Requirements:
Every line from the line containing "If you could spot the pedestrian" through the final line of the data is to be printed exactly; no other line is to appear.

## begin

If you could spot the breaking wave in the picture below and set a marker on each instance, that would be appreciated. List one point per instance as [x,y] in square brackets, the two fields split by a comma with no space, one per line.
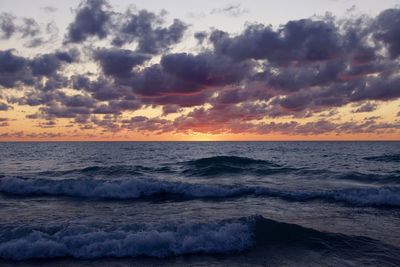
[385,158]
[144,188]
[220,165]
[225,236]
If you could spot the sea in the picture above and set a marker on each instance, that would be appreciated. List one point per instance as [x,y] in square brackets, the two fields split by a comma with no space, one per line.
[200,204]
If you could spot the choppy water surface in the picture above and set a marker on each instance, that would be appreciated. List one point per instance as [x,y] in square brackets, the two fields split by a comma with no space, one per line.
[200,204]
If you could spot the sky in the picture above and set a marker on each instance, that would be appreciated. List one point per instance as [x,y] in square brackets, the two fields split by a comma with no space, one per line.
[124,70]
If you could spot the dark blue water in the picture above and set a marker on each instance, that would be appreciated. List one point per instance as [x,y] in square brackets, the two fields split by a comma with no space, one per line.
[200,204]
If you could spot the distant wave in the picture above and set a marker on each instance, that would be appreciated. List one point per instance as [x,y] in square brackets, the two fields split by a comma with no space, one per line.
[144,188]
[225,236]
[369,178]
[220,165]
[385,158]
[113,170]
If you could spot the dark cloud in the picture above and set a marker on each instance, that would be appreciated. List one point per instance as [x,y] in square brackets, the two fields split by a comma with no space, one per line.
[387,27]
[146,28]
[119,62]
[7,25]
[92,18]
[4,107]
[205,69]
[366,107]
[304,68]
[13,69]
[301,40]
[201,37]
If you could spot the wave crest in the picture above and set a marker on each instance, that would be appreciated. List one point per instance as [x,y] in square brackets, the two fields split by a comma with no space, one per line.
[144,188]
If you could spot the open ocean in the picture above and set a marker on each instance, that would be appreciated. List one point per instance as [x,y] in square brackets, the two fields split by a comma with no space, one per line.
[200,204]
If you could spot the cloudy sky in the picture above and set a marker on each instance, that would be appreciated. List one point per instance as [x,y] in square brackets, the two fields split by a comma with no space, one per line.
[199,70]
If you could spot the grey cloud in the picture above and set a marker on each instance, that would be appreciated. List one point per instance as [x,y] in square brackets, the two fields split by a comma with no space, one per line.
[91,19]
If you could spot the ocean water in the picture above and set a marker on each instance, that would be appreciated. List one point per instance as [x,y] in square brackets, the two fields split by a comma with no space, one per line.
[200,204]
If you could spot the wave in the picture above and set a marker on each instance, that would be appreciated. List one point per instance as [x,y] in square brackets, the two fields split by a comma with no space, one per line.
[369,178]
[114,170]
[145,188]
[385,158]
[225,236]
[220,165]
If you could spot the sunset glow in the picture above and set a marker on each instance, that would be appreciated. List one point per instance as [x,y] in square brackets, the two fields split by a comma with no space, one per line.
[110,71]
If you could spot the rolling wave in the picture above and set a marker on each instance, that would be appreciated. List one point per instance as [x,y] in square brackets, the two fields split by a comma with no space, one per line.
[220,165]
[385,158]
[156,240]
[145,188]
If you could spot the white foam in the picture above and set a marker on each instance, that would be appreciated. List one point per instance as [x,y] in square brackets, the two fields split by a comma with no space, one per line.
[156,242]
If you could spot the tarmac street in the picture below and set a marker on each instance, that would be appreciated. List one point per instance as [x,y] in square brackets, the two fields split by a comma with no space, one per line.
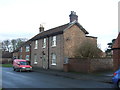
[12,79]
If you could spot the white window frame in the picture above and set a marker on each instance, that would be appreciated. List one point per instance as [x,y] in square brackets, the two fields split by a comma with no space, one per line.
[44,43]
[35,59]
[36,44]
[54,59]
[54,41]
[20,56]
[27,48]
[27,57]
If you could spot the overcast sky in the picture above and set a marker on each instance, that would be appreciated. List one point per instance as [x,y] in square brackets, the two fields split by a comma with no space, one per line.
[22,18]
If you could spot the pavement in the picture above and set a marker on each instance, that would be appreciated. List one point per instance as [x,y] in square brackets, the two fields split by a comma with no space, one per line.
[105,77]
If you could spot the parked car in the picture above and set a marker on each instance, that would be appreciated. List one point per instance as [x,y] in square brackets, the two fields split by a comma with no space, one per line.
[116,78]
[21,65]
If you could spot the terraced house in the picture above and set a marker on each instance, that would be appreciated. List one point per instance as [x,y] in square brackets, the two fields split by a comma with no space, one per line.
[50,49]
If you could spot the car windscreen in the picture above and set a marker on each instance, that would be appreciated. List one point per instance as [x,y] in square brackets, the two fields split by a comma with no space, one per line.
[24,63]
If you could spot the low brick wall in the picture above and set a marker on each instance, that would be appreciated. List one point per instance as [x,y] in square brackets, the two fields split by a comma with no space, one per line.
[88,65]
[101,64]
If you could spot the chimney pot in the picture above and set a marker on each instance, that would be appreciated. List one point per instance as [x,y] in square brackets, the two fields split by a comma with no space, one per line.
[73,16]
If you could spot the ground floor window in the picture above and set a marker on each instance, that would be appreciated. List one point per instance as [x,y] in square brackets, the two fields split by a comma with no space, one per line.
[20,56]
[53,59]
[35,59]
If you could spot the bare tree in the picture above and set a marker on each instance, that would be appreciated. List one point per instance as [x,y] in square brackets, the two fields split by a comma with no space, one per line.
[11,45]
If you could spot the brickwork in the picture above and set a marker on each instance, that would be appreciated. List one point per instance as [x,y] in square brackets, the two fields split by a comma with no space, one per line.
[73,38]
[58,50]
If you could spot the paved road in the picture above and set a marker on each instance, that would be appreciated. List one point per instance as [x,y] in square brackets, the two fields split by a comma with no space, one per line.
[11,79]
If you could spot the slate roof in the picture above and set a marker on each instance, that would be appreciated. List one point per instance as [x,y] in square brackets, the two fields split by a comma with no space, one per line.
[52,32]
[57,30]
[116,45]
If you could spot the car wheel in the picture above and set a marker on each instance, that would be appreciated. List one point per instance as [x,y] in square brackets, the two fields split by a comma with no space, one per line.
[118,84]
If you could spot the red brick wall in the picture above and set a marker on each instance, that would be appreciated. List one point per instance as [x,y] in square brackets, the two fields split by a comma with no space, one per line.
[88,65]
[116,58]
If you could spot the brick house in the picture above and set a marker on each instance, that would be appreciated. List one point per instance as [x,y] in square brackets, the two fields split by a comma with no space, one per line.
[24,51]
[116,53]
[51,49]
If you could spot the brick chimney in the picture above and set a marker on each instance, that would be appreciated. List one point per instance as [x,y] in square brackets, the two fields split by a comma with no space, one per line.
[73,16]
[41,29]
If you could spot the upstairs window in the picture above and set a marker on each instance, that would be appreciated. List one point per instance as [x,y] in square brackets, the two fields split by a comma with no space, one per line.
[53,59]
[20,56]
[36,44]
[53,42]
[44,43]
[21,49]
[27,57]
[27,48]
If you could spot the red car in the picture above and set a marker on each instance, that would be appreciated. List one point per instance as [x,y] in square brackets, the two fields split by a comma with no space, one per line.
[21,65]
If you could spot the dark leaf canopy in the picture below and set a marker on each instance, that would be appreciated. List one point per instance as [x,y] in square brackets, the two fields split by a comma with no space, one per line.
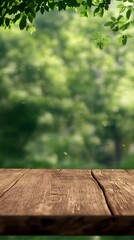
[24,12]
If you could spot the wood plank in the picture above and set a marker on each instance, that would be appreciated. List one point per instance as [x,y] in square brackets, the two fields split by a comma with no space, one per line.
[55,192]
[64,202]
[118,186]
[8,177]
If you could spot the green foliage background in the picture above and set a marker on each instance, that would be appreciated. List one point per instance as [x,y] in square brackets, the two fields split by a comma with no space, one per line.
[64,103]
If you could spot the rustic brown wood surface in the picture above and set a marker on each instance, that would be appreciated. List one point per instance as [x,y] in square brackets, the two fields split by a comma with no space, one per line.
[66,202]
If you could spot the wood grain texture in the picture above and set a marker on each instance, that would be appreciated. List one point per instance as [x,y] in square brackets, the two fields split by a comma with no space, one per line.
[66,202]
[118,187]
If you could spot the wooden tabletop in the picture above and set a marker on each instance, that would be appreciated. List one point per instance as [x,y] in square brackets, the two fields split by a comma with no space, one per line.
[66,202]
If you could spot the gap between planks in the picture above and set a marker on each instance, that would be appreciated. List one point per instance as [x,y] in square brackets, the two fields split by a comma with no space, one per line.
[103,191]
[11,186]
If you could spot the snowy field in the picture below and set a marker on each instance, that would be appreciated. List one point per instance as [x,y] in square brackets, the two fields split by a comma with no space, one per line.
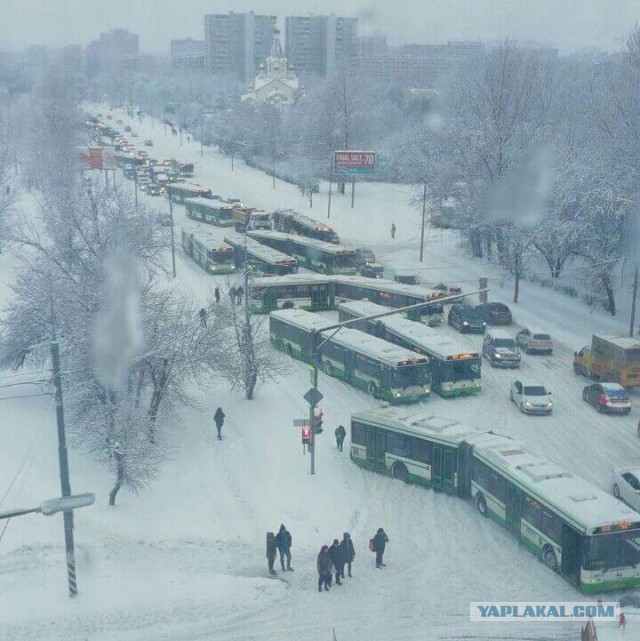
[185,560]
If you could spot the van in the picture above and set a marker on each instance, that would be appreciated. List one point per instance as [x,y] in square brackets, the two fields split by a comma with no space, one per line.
[500,348]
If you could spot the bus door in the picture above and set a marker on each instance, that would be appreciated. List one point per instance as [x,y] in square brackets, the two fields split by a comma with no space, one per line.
[571,553]
[443,467]
[371,446]
[318,296]
[513,512]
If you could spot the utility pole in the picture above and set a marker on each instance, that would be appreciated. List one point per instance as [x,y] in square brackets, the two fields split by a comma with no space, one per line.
[424,209]
[330,184]
[173,241]
[65,485]
[633,302]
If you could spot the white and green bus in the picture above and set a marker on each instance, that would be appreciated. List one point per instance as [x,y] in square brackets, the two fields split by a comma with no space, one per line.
[455,369]
[317,255]
[260,259]
[384,370]
[213,212]
[179,192]
[585,535]
[212,255]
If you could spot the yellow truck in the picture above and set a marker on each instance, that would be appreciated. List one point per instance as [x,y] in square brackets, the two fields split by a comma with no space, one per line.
[610,358]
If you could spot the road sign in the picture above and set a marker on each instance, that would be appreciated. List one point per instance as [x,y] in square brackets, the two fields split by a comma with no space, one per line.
[313,396]
[66,503]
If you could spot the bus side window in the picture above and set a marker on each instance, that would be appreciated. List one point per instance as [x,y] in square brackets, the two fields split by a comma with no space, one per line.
[497,486]
[420,450]
[552,526]
[481,474]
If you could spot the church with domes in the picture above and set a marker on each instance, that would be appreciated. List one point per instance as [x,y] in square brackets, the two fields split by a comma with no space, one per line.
[276,83]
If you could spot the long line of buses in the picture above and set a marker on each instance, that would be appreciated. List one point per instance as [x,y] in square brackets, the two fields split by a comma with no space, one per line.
[585,535]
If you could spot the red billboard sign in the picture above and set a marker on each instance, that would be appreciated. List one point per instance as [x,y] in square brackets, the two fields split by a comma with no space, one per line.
[355,161]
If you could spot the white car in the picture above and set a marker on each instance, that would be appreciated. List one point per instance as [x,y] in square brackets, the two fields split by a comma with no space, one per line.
[531,398]
[626,485]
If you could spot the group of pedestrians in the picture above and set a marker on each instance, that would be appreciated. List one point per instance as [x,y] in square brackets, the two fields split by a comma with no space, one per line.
[281,543]
[333,559]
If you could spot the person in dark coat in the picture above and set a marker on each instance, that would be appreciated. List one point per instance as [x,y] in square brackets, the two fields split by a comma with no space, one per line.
[348,552]
[324,568]
[218,418]
[335,552]
[283,541]
[380,540]
[271,551]
[340,434]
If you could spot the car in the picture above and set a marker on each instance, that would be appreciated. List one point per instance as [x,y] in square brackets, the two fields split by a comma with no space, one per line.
[531,398]
[364,256]
[372,270]
[466,319]
[500,349]
[625,483]
[607,397]
[495,313]
[534,341]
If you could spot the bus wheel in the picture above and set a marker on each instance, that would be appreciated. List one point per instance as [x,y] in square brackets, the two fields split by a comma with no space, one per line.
[549,557]
[401,472]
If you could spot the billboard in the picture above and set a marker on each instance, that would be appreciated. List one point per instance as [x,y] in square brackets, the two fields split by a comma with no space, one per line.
[355,161]
[97,157]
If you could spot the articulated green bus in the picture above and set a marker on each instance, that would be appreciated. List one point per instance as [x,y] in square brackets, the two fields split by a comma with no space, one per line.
[384,370]
[455,369]
[585,535]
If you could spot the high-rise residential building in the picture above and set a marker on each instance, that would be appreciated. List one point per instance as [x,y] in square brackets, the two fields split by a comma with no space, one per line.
[319,45]
[237,43]
[187,53]
[117,47]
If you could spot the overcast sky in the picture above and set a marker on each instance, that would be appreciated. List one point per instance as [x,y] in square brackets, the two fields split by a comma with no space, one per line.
[566,24]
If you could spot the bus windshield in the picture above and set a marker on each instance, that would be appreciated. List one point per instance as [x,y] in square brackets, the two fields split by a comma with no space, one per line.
[407,376]
[463,370]
[612,551]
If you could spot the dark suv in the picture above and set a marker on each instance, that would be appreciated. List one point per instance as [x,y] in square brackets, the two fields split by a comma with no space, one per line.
[466,319]
[495,313]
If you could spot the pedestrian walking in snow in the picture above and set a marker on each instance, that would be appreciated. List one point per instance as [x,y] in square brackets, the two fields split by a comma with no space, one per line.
[336,558]
[380,541]
[283,541]
[324,568]
[340,434]
[348,552]
[218,418]
[271,551]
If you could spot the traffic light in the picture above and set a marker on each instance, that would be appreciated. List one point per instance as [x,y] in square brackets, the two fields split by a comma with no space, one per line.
[317,423]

## end

Result of this exercise:
If you could spot the pedestrian walking in snow in the picture above and set a marker on each instance, that would be appreciated. List one point per instance as [x,y] in square brackets, the two fields split by a comma with no space, one per line.
[336,558]
[380,541]
[283,541]
[324,568]
[340,434]
[348,552]
[218,418]
[271,551]
If you could spot the traffic light in the picture above and set a marker on each instance, that would be appreciated. List one point per instance as [x,y] in square brackets, the two fields split by a comma with no space, one per line.
[317,423]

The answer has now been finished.